▸ **Activity**:
Pictures in the entries below are excluded; copy only the lines from the one containing "Pin every instance of the dark" to the one containing "[tag] corrugated roof", both included.
++++++++++++++++++++
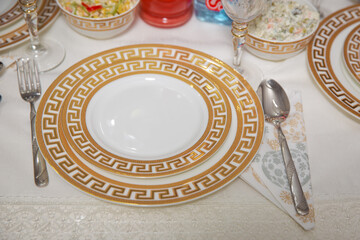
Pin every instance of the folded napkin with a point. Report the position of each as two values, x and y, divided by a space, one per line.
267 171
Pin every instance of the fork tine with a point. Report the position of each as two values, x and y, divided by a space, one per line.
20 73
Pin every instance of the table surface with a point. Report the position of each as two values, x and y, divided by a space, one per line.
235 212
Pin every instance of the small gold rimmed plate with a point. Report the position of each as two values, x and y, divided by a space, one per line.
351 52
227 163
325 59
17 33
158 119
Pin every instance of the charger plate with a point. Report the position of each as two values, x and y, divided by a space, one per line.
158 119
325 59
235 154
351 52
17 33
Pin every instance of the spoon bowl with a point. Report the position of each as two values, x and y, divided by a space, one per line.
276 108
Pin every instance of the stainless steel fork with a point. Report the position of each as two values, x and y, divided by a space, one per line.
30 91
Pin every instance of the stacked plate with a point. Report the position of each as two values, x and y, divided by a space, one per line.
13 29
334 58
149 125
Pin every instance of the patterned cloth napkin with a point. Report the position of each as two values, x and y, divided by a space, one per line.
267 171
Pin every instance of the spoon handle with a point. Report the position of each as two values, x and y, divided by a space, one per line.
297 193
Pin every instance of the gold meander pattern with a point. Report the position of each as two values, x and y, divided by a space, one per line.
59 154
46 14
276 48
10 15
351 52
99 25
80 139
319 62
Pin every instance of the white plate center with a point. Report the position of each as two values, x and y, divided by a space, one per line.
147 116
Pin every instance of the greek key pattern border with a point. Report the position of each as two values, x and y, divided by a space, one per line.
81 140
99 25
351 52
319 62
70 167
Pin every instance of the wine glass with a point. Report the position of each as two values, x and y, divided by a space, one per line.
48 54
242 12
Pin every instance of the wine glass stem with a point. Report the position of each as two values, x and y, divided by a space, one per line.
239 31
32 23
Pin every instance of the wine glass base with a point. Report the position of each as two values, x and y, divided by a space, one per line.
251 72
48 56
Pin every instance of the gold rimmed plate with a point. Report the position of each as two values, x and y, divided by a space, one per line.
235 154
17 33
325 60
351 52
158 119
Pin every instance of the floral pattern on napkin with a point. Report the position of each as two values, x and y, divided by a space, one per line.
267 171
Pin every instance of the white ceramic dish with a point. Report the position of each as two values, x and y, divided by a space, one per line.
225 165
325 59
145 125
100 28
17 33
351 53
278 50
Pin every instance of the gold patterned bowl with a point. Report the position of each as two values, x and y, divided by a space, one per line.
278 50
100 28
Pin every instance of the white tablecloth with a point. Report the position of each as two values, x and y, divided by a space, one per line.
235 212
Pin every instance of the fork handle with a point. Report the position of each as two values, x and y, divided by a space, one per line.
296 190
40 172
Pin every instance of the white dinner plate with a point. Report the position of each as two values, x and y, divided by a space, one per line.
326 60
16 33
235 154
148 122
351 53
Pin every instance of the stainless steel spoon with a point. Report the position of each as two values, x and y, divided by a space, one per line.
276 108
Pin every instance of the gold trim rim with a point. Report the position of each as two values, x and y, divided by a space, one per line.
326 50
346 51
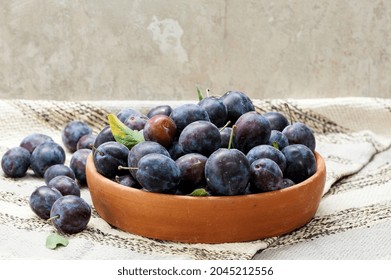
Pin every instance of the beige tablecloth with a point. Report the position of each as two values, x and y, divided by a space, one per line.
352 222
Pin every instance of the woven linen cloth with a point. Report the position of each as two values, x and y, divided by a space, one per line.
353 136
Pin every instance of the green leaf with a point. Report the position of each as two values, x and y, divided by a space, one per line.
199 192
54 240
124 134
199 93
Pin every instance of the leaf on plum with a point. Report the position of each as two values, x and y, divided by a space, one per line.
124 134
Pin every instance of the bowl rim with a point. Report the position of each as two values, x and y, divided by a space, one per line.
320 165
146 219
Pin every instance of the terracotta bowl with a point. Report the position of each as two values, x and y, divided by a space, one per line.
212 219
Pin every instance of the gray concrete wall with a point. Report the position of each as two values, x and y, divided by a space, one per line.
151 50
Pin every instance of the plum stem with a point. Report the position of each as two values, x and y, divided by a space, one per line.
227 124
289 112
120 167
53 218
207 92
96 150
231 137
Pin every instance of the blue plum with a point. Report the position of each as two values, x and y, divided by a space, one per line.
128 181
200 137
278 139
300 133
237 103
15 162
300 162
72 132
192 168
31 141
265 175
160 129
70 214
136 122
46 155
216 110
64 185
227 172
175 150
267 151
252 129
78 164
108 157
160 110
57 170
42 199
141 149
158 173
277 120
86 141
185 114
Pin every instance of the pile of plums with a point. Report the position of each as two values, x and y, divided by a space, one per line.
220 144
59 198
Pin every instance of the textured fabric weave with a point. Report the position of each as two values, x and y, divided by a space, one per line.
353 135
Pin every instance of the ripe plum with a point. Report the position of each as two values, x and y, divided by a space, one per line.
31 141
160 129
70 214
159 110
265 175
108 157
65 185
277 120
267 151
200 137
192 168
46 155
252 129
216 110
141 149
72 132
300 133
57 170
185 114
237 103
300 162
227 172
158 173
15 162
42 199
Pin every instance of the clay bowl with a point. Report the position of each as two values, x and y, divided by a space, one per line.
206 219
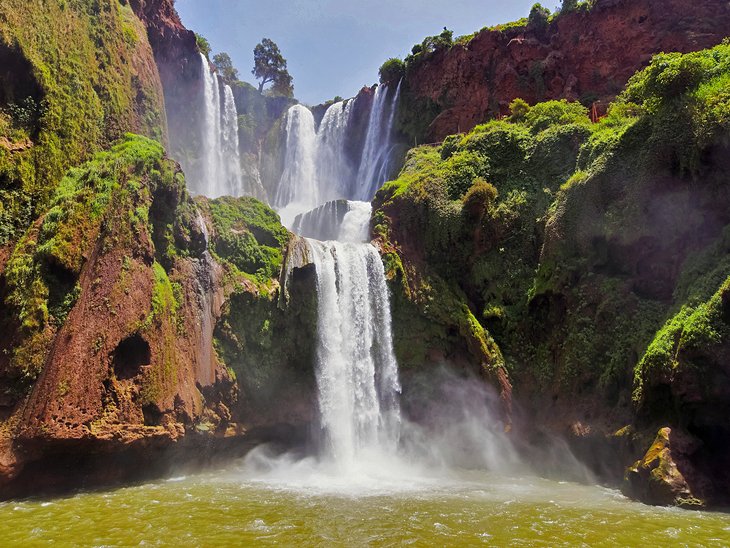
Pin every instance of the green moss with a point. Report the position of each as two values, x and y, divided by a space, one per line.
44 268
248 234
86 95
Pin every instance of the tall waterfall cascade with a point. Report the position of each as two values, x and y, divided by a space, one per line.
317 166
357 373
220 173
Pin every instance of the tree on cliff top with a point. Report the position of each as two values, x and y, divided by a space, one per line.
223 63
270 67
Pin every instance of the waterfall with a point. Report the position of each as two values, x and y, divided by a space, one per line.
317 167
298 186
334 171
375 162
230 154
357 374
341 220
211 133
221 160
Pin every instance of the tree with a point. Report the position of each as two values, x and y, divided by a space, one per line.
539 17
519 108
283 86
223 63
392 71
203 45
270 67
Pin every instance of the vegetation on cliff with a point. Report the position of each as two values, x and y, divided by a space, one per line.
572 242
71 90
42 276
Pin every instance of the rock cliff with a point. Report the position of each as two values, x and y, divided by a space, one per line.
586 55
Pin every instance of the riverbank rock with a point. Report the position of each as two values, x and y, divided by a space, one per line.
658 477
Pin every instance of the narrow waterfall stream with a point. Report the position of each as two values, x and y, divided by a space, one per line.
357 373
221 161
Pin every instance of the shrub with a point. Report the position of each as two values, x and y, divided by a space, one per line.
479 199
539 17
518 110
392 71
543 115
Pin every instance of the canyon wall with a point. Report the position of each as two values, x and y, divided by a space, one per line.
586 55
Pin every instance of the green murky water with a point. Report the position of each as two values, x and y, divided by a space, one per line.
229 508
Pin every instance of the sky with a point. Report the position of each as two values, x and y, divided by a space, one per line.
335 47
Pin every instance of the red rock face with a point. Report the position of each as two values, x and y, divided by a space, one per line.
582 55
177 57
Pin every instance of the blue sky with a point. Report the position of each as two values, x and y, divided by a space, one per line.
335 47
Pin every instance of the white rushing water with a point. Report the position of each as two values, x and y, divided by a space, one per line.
++++++++++++++++++++
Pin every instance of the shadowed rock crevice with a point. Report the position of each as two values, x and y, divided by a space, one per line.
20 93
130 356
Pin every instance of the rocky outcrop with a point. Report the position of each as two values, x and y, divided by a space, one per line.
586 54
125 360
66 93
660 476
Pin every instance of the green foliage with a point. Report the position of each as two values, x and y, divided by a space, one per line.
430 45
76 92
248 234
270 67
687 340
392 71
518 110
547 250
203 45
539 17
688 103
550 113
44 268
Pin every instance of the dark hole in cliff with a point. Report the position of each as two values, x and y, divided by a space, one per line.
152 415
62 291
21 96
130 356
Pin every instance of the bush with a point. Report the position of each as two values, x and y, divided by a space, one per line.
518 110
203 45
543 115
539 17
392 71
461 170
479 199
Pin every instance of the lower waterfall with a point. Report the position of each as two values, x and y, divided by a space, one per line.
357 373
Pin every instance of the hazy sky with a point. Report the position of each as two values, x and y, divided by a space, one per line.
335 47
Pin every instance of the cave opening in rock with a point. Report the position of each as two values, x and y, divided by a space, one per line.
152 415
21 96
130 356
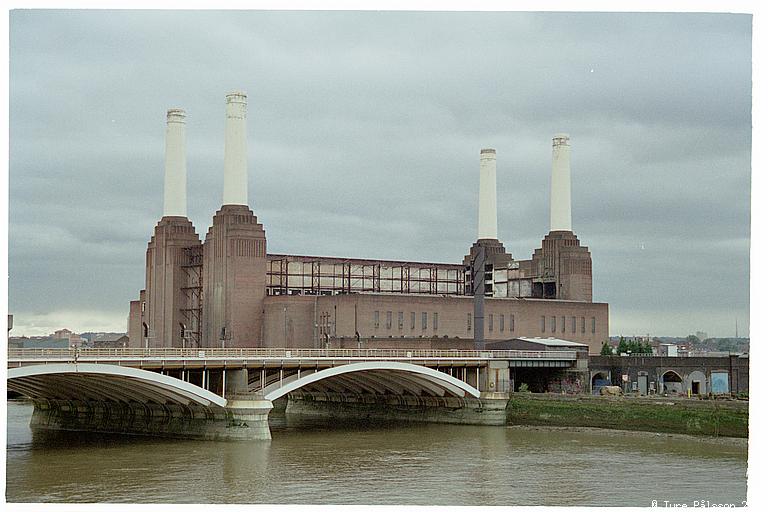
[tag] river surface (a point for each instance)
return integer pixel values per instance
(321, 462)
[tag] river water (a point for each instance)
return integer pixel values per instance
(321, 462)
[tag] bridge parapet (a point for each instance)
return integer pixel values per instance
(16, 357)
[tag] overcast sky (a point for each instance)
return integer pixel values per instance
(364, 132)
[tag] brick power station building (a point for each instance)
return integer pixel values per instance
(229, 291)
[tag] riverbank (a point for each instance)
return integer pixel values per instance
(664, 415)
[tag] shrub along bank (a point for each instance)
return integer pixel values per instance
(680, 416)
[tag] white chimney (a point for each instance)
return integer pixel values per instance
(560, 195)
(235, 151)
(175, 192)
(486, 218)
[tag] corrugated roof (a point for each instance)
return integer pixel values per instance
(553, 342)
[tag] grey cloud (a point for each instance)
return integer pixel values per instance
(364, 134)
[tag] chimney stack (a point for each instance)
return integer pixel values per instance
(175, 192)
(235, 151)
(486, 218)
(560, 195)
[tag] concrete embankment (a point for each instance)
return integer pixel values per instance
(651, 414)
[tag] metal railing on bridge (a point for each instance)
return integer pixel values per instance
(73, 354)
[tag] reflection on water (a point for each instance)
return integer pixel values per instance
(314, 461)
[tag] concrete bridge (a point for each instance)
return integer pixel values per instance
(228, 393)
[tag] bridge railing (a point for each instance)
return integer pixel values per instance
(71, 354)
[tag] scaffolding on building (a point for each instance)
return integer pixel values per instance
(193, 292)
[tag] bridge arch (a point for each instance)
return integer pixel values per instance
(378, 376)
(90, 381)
++++++++++++++++++++
▸ **Finished exercise**:
Pin every instance of the dark hole in cliff with a point. Report the position of each as two values, x and y, divided by a space, one per line.
152 415
62 291
21 96
130 356
Pin every instance of the bush with a point. Report the position of each as two values, x and y, divided by a space, one per line.
518 110
203 45
543 115
539 17
392 71
461 170
479 199
Pin every instance of the lower waterfall with a point. Report the position of each as two values, x and y, divided by a space, one per line.
357 373
Pin every instance of the hazy sky with a point. Report the position of each as two values, x and y, divided by a space, one per line.
335 47
Pin every instance of the cave opening in rock with a point. Report the position of each as two values, x and y, divided by a space, one per line.
152 415
21 96
130 356
[tag] river surface (a point for each instance)
return integer pixel values per instance
(321, 462)
[tag] river water (a point for each instance)
return integer pixel values per instance
(321, 462)
[tag] bridge parapet (a point for each instance)
return integer pixel values per instance
(16, 357)
[tag] overcast sky (a point for each instance)
return integer pixel values per instance
(364, 132)
[tag] brick power station building (a point for each instance)
return integer pixel values per instance
(229, 291)
[tag] riverbank (a point for each instance)
return integer pixel values per instance
(664, 415)
[tag] shrub along bank (a point for each instance)
return integer pixel values per instance
(680, 416)
[tag] white chimney (a point for each instance)
return integer pixel values per instance
(560, 195)
(235, 151)
(175, 192)
(486, 218)
[tag] corrugated roof (a point for each instance)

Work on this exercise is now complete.